Veronica Austen

Associate Professor | Associate Dean, St. Jerome's University

Photo of Veronica Austen

PhD, Waterloo
MA, Waterloo
BA, Guelph

Extension: 28300
Email: vjausten@uwaterloo.ca

On sabbatical July 1, 2023-June 30, 2024

Biography

Coming to St. Jerome's as their specialist in Postcolonial and Canadian Literature represents a bit of a homecoming for me. Not only did I take ENGL 316: Canadian Drama at St. Jerome's from Dr. Ted McGee as I was deciding if I'd pursue graduate work, but also my first term as a graduate student brought me to St. Jerome's for a course in Canadian Poetry. Much of my current work both as a researcher and a teacher has been inspired by those early experiences. 

If I had to pick, I’d say poetry is my favourite genre to study (and to write), but my interests tend to be rather broad. My M.A. thesis dealt with representations of the supernatural in Canadian Children’s Literature (likely a bit inspired by the popularity of The X-files, I’m afraid). I’m artistic, with an undergraduate minor in Fine Arts, so my work in literary studies often deals with intersections between the visual arts and literature. For instance, my Ph.D. dissertation focussed on the use of visual experimentation by poets of the Caribbean diaspora (e.g., Kamau Brathwaite, Claire Harris, and M. NourbeSe Philip). Furthermore, my current project Artful (Un)Belonging considers how references to and/or the incorporation of the visual arts is deployed in contemporary Canadian Literature as a means of interrogating experiences of (un)belonging. I also very much value Canadian literature as something we live in the midst of; it surrounds us if we let it. As co-organizer of St. Jerome’s Reading Series, which brings Canadian writers to campus for readings, I hope to play a part in letting Canadian literature have a recognized and appreciated place among us.

Selected publications

"A Poetics of Elsewhere." Reader's Forum: Canisia Lubrin. Canadian Literature 247 (2022): 176-81.

“Locating the Traveller: Genni Gunn and Nostalgia on the Move.” Co-authored with Sylvia Terzian. Patterns of Nostos in Italian Canadian Narratives. Ed. Gabriel Niccoli. Special Issue of Italian Canadiana 35 (2021): 223-38. 

“The Tensions of Tenure and Allyship: On Becoming, Speaking, and Listening.” The Canadian Precariat: Part-Time Faculty and the Higher-Education System. Ed. Ann Gagné. Universitas P, 2020. 55-72.

“The Pivot of Athwartedness: Roy Kiyooka’s ‘Pacific Windows.” Pictura: Essays on the Works of Roy Kiyooka. Ed. Juliana Pivato. Guernica, 2020. 85-107.

“Body as Battleground: Acts of Eating in D’Aguiar’s Feeding the Ghosts and Philip’s Zong!” Ariel: A Review of International English Literature 50.1 (2019): 91-120.

“‘If I can make it there . . .’: Jann Arden’s American Dream.” Get Away From Me: Canadian Pop Music and American Culture. Ed. Tristanne Connolly and Tomoyuki Iino. Palgrave, 2017. 217-239.

“Self-consumption and Compromised Re-birth in Dabydeen’s ‘Turner.’” Cambridge Journal of Postcolonial Literary Inquiry 3.2 (2016): 1-13.

* Listing
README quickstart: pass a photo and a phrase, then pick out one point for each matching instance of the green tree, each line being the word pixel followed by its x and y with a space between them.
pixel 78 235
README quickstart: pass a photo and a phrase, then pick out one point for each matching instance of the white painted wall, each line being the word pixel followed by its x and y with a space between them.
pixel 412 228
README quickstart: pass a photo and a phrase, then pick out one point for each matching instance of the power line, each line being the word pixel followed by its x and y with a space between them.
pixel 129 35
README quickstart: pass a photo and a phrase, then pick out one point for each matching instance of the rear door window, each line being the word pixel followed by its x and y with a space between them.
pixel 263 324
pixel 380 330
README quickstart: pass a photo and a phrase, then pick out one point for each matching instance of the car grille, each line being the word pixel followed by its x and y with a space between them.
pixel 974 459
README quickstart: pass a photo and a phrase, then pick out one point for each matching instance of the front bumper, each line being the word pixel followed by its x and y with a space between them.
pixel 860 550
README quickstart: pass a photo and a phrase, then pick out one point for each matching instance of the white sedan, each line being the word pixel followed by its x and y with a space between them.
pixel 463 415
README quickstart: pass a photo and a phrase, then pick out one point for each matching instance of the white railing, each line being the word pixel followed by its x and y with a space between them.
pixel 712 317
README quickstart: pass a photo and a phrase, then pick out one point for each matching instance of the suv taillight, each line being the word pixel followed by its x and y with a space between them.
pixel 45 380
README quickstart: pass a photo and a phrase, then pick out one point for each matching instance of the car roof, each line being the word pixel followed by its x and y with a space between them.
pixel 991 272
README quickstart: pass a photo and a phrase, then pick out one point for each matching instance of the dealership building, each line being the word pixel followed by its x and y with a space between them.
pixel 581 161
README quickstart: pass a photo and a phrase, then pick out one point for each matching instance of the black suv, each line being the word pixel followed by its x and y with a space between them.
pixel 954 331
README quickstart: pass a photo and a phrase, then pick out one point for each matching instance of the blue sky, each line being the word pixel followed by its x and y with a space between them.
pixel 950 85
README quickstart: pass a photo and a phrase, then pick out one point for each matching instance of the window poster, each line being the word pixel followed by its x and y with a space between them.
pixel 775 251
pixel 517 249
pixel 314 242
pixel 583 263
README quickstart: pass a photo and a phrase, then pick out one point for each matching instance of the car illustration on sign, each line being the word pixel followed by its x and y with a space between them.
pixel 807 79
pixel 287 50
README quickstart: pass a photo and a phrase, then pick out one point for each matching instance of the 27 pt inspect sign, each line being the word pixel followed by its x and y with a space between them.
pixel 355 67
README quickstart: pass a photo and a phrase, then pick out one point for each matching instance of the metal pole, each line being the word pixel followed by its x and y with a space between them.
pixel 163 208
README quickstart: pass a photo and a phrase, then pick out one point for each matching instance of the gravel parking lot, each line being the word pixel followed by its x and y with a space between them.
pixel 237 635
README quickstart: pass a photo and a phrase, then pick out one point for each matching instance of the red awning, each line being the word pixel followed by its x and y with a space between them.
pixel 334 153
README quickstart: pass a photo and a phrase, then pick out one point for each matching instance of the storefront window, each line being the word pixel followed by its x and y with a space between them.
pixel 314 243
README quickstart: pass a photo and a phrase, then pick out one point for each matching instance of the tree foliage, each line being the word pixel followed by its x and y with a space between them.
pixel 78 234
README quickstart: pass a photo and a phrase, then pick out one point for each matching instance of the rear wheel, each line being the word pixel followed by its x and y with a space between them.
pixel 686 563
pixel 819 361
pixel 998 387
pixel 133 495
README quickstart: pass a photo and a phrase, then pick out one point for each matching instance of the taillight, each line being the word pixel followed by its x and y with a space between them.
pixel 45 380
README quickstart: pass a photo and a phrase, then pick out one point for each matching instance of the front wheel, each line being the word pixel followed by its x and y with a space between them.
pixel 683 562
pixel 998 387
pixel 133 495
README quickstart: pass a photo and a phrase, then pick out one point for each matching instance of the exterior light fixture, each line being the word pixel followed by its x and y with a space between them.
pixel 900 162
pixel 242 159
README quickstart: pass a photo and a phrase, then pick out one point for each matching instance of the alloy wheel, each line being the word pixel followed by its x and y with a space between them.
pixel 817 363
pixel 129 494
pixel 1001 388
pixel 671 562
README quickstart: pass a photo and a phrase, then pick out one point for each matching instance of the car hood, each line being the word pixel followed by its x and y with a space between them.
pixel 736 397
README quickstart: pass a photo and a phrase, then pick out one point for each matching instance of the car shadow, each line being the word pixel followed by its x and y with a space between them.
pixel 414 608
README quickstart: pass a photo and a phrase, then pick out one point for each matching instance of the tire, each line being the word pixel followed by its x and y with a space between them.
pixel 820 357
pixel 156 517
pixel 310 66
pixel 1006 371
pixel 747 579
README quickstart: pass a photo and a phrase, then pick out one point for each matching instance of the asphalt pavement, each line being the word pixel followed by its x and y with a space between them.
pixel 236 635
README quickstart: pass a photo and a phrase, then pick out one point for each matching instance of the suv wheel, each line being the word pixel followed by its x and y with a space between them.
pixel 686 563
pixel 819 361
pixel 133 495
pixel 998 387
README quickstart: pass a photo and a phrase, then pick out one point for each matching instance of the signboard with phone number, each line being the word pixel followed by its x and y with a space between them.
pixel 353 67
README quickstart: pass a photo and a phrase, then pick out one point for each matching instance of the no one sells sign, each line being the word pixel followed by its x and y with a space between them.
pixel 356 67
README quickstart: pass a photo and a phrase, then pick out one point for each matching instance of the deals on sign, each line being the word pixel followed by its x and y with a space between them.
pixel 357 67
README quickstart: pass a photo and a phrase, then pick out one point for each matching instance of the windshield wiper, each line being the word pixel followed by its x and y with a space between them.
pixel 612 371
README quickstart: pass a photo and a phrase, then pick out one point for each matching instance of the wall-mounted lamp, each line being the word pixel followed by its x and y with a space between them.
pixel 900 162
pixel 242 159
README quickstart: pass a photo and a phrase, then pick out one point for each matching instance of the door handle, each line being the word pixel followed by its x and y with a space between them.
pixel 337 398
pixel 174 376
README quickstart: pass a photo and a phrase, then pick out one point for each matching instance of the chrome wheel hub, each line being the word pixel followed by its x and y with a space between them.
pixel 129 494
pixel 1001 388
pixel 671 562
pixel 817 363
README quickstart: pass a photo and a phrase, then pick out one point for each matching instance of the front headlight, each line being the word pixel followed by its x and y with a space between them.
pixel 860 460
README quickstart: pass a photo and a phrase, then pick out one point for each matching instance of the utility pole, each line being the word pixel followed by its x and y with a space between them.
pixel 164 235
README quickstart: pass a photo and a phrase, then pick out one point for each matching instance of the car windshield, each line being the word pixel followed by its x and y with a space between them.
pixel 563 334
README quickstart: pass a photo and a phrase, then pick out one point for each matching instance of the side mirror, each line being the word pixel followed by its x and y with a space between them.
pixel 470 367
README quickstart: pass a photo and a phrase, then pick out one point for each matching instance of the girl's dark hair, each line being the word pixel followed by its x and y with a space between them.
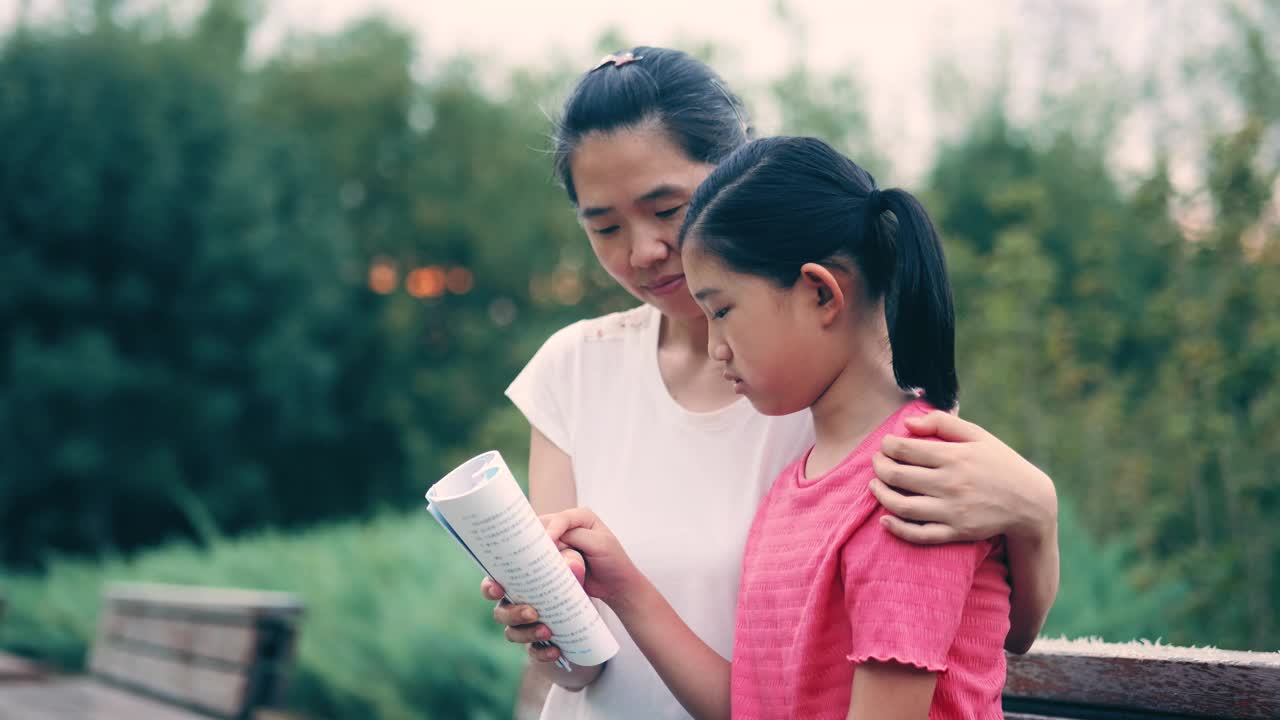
pixel 780 203
pixel 662 86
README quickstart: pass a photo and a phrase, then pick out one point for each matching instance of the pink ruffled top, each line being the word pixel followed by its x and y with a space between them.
pixel 826 587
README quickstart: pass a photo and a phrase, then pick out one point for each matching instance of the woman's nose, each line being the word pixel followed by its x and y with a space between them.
pixel 718 350
pixel 649 247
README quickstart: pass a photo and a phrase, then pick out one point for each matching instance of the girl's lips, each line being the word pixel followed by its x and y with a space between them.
pixel 667 286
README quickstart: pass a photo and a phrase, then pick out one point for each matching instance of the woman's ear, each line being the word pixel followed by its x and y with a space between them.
pixel 822 291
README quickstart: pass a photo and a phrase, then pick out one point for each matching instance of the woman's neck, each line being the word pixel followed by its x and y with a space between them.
pixel 693 379
pixel 853 406
pixel 684 335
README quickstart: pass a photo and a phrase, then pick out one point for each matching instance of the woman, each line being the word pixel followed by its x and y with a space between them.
pixel 629 411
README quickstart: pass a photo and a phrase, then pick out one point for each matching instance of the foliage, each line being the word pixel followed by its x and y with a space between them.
pixel 394 624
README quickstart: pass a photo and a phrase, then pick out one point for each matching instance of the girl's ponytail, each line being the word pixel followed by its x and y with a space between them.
pixel 918 305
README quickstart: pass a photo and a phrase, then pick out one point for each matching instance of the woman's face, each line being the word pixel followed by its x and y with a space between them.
pixel 632 188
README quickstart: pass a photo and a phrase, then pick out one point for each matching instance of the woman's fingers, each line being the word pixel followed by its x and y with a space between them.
pixel 908 478
pixel 524 634
pixel 490 588
pixel 915 451
pixel 917 507
pixel 928 533
pixel 576 564
pixel 513 615
pixel 945 425
pixel 560 523
pixel 544 654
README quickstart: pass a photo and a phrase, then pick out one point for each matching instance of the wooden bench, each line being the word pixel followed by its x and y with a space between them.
pixel 1096 680
pixel 1091 679
pixel 176 654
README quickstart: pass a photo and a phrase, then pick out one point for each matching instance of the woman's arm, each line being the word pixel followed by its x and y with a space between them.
pixel 694 673
pixel 551 488
pixel 890 691
pixel 976 487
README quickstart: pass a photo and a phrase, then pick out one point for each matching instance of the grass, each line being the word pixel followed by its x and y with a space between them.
pixel 396 627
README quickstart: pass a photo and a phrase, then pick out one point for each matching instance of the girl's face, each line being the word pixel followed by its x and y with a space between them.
pixel 632 187
pixel 781 347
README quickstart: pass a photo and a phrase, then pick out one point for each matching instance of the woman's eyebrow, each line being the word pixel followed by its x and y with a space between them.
pixel 586 213
pixel 661 191
pixel 664 190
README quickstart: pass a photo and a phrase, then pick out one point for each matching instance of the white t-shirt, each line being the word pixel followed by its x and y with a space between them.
pixel 677 488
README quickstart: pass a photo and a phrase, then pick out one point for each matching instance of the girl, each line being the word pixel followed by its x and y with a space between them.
pixel 827 294
pixel 629 411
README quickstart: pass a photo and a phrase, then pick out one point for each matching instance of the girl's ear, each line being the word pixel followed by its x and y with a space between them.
pixel 821 291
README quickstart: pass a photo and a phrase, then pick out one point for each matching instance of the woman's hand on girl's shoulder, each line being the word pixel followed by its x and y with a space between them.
pixel 969 487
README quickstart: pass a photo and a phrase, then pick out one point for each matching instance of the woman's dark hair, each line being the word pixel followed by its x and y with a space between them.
pixel 662 86
pixel 780 203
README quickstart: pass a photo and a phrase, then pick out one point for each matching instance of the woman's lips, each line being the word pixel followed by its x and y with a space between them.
pixel 666 286
pixel 737 382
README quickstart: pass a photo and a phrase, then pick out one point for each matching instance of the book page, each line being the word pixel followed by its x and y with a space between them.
pixel 487 511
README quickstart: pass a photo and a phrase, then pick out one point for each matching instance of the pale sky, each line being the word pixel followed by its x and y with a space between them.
pixel 892 46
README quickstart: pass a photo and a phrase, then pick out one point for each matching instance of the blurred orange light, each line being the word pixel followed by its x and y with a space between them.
pixel 425 282
pixel 383 277
pixel 458 281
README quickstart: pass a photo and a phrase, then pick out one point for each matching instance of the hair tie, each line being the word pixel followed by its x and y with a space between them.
pixel 874 203
pixel 617 60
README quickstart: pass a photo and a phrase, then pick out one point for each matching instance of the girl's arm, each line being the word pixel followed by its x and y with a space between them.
pixel 890 691
pixel 551 488
pixel 976 487
pixel 694 673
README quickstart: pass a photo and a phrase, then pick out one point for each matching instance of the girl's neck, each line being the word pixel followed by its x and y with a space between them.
pixel 853 406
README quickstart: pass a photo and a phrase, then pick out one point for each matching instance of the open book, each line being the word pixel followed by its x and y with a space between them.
pixel 483 507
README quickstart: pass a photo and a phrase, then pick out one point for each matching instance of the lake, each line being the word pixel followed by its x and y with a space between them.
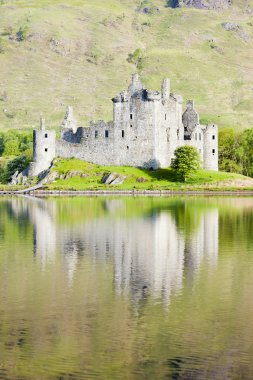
pixel 126 288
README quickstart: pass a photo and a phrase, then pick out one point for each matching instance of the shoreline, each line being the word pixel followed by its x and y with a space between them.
pixel 41 193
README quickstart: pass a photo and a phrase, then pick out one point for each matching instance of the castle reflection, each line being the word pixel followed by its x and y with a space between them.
pixel 152 252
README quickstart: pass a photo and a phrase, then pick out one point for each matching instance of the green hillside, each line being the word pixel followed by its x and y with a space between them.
pixel 54 53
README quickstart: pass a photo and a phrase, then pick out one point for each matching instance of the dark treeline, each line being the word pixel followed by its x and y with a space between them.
pixel 236 151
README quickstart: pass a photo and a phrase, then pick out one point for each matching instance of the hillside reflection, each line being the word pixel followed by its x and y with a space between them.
pixel 152 249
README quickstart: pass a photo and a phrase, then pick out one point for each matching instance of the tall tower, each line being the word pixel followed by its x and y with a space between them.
pixel 211 147
pixel 43 149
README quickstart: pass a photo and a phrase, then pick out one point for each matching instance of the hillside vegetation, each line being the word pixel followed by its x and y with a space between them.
pixel 82 52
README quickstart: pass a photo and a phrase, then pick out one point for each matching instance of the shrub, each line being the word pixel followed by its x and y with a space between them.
pixel 17 164
pixel 186 161
pixel 23 33
pixel 136 58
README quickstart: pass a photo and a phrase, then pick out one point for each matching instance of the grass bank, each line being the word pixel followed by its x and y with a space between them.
pixel 78 175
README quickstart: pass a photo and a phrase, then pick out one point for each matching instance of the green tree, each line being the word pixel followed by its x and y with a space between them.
pixel 186 161
pixel 230 151
pixel 17 164
pixel 247 152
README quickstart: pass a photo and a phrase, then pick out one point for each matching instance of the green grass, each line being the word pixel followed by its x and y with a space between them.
pixel 76 53
pixel 163 179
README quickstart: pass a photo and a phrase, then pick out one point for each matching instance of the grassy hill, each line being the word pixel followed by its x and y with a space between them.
pixel 54 53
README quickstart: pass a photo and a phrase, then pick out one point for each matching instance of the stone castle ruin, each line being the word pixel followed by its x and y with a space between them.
pixel 146 129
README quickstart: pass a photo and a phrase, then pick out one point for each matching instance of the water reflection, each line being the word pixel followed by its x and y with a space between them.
pixel 151 253
pixel 118 288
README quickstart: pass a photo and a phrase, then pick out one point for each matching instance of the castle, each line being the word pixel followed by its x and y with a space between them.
pixel 146 129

* Exercise requirements
From the faculty profile, copy out the part that starts with the words containing "On sabbatical July" and ends with "those early experiences.", word for word. Work only from the faculty profile, not the material.

* Written solution
On sabbatical July 1, 2023-June 30, 2024

Biography

Coming to St. Jerome's as their specialist in Postcolonial and Canadian Literature represents a bit of a homecoming for me. Not only did I take ENGL 316: Canadian Drama at St. Jerome's from Dr. Ted McGee as I was deciding if I'd pursue graduate work, but also my first term as a graduate student brought me to St. Jerome's for a course in Canadian Poetry. Much of my current work both as a researcher and a teacher has been inspired by those early experiences.